[WORK ORDER] Determine how many lines in the material hold the string "target", then reply with that number only.

[[ RECORD SET open ]]

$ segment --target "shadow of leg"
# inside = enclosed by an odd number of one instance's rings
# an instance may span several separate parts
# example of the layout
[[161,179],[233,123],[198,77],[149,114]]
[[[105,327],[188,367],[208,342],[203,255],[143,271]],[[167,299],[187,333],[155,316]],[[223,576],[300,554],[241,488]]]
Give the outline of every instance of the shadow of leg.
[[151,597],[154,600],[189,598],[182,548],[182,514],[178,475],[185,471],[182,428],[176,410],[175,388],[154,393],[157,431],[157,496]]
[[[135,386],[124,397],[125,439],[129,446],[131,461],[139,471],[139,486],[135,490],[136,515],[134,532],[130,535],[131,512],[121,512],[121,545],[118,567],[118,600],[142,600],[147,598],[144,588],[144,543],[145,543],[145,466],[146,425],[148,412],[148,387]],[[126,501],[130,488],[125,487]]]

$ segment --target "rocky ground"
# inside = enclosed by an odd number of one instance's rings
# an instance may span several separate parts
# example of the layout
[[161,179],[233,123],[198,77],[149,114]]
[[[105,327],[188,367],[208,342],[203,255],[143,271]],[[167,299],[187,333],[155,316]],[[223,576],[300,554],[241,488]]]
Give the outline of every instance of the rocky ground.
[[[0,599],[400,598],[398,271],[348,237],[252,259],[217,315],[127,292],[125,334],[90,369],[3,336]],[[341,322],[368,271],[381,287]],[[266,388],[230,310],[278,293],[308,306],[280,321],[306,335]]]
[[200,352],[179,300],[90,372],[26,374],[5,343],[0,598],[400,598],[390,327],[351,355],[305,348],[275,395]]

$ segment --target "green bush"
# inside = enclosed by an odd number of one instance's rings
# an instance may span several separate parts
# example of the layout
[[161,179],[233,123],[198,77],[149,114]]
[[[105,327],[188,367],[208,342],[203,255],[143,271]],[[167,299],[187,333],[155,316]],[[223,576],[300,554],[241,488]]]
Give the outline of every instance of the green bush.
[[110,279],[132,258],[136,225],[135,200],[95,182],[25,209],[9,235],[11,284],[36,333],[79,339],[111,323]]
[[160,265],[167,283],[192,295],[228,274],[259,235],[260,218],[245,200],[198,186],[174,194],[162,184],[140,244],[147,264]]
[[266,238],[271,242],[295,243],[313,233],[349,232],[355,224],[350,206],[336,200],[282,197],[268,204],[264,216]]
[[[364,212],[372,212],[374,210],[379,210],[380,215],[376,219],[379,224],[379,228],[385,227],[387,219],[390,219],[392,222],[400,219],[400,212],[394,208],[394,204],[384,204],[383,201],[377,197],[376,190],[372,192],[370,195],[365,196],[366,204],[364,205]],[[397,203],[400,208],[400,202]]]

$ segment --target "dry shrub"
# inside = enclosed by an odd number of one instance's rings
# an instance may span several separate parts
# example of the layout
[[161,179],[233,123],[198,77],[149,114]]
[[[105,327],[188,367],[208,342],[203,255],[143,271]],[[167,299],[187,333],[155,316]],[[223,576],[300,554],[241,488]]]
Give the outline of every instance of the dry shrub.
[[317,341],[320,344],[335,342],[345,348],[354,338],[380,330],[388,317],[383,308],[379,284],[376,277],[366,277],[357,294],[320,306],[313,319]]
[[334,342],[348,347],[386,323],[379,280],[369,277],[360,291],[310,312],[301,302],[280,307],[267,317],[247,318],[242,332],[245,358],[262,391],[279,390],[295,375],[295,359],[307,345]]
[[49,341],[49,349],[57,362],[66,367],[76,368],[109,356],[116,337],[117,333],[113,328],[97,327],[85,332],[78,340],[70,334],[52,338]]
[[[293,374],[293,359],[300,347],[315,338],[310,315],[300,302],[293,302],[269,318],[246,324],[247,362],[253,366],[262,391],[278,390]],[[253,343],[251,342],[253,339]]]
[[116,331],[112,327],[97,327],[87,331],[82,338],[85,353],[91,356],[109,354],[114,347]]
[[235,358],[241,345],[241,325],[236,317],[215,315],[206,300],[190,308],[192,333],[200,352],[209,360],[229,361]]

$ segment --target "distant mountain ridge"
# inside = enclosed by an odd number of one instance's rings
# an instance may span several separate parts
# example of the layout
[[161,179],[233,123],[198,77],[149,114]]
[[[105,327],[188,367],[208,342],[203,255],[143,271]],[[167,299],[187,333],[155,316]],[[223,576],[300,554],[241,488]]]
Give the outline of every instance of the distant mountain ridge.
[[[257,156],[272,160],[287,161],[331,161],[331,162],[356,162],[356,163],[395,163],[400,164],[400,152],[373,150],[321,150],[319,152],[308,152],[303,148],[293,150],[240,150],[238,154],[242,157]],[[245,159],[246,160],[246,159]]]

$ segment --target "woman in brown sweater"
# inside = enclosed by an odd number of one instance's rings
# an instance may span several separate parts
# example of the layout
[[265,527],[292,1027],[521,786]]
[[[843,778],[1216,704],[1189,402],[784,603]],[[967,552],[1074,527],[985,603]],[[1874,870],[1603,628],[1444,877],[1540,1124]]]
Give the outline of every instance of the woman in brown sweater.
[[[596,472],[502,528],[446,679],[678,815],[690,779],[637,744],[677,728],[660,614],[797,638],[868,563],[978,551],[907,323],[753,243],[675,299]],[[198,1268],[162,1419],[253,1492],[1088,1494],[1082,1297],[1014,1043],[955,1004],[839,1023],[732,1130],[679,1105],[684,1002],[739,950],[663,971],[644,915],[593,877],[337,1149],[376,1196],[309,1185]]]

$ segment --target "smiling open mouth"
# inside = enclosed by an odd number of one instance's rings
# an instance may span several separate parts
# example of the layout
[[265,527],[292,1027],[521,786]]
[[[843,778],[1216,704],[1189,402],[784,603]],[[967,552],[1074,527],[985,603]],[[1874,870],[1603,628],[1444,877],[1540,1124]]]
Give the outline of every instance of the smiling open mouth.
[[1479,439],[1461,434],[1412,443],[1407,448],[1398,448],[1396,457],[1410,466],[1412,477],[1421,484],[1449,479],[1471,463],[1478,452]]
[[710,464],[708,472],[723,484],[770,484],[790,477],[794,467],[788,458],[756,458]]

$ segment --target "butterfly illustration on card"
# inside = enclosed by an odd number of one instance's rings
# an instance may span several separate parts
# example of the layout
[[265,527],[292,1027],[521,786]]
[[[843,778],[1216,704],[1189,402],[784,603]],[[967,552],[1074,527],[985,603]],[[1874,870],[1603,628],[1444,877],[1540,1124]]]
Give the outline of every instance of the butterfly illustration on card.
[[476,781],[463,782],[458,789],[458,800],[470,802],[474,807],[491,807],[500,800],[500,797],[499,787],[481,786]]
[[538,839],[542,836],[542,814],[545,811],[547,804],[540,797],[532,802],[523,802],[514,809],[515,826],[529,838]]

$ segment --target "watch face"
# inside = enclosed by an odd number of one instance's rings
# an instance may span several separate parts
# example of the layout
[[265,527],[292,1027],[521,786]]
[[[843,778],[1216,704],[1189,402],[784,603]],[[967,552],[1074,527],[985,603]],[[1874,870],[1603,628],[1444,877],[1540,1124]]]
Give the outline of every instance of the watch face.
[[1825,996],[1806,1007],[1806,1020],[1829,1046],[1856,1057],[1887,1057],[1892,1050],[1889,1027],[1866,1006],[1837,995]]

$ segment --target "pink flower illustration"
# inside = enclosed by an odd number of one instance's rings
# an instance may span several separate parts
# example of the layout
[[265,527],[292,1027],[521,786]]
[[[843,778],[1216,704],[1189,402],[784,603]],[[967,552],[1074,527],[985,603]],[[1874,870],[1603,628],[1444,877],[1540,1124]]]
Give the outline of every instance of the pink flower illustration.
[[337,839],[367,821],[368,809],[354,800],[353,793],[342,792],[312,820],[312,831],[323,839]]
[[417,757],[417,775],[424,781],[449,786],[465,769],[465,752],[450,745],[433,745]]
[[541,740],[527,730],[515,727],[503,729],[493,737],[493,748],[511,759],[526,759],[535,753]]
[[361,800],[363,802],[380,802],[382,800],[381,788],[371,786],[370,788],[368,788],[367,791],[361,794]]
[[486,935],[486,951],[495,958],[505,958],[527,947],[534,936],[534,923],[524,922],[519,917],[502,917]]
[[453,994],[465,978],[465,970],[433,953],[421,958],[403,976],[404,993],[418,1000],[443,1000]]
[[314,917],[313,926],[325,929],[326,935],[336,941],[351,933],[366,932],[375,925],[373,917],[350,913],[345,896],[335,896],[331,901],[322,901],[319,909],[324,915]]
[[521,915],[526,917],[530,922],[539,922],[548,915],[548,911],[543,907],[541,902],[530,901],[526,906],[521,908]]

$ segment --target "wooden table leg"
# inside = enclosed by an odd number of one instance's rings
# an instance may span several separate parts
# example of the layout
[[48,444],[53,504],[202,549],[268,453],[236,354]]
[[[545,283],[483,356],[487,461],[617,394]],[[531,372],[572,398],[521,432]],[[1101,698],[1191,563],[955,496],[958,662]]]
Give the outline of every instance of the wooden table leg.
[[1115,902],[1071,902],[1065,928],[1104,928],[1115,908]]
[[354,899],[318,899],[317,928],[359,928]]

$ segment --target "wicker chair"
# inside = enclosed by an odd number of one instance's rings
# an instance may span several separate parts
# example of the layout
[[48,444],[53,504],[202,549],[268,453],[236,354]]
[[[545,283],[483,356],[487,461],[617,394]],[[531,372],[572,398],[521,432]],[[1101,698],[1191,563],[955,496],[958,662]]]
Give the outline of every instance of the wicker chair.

[[ RECORD SET closed ]]

[SOLUTION] 12